───── Selected passage ─────
Researchers working with Mitsuo Kawato (right) build and run humanoid robots (left) to test their theories on cognitive neuroscience. Credit: ATR

In Japan, much like the rest of the world, uniting physics and biology in an effort to understand the brain has been a long process. But there are now signs of a strengthened resolve to combine experimental and theoretical approaches. Masao Ito, head of the RIKEN Brain Science Institute (BSI) in Saitama, sees an advantage in such a combination.

Cellular and molecular approaches can lead to new drugs, Ito says, but they do not help us to understand the brain as a complex system. But a purely computational route could miss potential applications. “I believe the merger of these two directions is what we should pursue in the coming years,” Ito says.

Such links are now forming, says Mitsuo Kawato, a computational neuroscientist at the Advanced Telecommunications Research Institute International (ATR) in Kyoto. Research activities within Kawato's group combine experimental research in cognitive neuroscience with computer modelling and the development of robotic model systems. “Humanoid robots help us to verify our theories or to develop new hypotheses while building such devices,” he says.
─────
Things to do:
- 1) Answer these questions from the passage on brain research in Japan:
(a) In what city is the RIKEN Brain Science Institute?
(b) According to Ito, what can cellular and molecular approaches lead to?
(c) In what city is the Advanced Telecommunications Research Institute International?
- 2) List every place name that appears in the passage on brain research in Japan.
- 3) Extend the passage on brain research in Japan by writing a paragraph that picks up after its final sentence.
The material after this passage has nothing to do with brain research in Japan.
───── Information ─────
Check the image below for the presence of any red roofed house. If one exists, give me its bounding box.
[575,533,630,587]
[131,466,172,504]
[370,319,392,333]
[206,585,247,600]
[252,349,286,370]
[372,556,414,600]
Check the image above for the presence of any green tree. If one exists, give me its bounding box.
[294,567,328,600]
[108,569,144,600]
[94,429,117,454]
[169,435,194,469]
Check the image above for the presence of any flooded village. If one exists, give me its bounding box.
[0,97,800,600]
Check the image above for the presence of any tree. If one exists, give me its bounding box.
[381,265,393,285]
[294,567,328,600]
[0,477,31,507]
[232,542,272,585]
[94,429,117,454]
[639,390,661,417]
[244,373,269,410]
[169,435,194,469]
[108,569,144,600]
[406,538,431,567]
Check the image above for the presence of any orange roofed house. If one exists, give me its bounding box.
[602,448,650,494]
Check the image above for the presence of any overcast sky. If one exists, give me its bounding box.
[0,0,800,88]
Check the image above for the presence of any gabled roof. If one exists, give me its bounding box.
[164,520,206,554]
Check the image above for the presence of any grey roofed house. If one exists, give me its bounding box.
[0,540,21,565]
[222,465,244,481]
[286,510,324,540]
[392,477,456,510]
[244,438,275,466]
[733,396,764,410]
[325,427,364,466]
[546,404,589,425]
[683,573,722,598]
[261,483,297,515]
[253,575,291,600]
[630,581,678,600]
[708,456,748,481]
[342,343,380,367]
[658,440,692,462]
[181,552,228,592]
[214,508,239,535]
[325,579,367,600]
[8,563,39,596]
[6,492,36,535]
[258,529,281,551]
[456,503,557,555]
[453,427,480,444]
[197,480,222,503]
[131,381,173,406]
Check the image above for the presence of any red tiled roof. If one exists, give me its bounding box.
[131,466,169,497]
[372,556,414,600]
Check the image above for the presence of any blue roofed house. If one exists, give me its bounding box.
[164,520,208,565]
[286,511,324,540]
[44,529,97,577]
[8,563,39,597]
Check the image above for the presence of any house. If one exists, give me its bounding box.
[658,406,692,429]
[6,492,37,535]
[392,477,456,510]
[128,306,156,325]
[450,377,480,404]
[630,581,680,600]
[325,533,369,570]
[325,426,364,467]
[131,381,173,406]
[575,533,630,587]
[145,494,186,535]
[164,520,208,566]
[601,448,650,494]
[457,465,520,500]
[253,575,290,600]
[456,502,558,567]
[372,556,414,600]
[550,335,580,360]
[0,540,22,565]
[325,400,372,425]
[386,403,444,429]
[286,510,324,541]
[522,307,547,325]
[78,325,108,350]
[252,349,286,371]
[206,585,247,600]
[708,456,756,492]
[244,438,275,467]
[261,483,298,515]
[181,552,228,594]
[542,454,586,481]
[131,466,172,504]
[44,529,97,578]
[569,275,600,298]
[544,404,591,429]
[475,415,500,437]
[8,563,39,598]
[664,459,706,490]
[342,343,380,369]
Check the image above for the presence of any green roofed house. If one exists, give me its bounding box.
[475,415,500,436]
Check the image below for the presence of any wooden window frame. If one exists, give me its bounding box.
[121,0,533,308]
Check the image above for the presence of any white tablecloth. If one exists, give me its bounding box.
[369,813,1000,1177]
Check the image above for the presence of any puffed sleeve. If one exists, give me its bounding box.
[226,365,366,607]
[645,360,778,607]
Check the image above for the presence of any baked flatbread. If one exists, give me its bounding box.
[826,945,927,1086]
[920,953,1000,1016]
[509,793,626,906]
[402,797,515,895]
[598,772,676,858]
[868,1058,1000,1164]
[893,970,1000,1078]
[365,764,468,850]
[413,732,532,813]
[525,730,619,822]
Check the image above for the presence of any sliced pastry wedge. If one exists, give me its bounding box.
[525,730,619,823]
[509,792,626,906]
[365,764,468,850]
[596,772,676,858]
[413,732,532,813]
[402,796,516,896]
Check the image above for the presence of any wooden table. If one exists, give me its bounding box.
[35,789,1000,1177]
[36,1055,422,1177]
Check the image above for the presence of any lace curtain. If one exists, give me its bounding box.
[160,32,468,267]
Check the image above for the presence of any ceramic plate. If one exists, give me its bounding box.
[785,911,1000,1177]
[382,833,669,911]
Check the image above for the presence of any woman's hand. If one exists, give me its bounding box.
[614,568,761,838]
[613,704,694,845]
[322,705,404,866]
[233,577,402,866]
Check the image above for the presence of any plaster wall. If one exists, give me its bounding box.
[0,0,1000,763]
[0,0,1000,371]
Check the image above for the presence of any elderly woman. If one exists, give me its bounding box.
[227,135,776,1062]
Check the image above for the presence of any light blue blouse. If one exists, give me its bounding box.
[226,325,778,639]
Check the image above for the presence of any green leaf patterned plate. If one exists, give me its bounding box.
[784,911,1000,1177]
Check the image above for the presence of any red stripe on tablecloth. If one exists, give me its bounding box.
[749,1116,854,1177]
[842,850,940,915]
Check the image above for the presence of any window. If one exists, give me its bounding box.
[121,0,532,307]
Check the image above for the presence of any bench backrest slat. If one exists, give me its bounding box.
─────
Task results:
- 1)
(a) Saitama
(b) New drugs
(c) Kyoto

- 2) Japan, Saitama, Kyoto

- 3)
At the BSI, interactions between bench neuroscientists and computer scientists or mathematicians are also developing — albeit slowly. Differences in publication practices and research evaluation remain an important impediment to collaborations between the two camps, says Shun-ichi Amari, a mathematician who specializes in algorithms related to learning and cognition.

A COMMON APPROACH

Yoko Yamaguchi, director of the BSI's Laboratory for Dynamics of Emergent Intelligence, says that successful collaboration between experimentalists and theoreticians requires a shared set of concepts and research tools, such as an experimental model system that provides opportunities for both experimental research and theoretical analysis. But few experimental neuroscientists in Japan have been exposed to computational neuroscience during their training.

Shun-ichi Amari (top) and Yoko Yamaguchi (bottom) want to link experiment and theory. Credit: BSI

Cultural differences also provide an impediment. In Japan, most neuroscientists are educated in medical schools, whereas researchers specializing in such areas as neural networks or machine learning typically have backgrounds in electrical engineering or physics. Apart from a widely acclaimed summer school set up by the BSI, and a similarly successful event run by the Japanese Neural Network Society, there are no dedicated graduate-education programmes in computational neuroscience in Japan.

Employment opportunities for young researchers in computational neuroscience remain limited — there are few university positions, and research tends to be restricted to institutions such as the BSI, ATR or Sony Computer Sciences Laboratories in Tokyo.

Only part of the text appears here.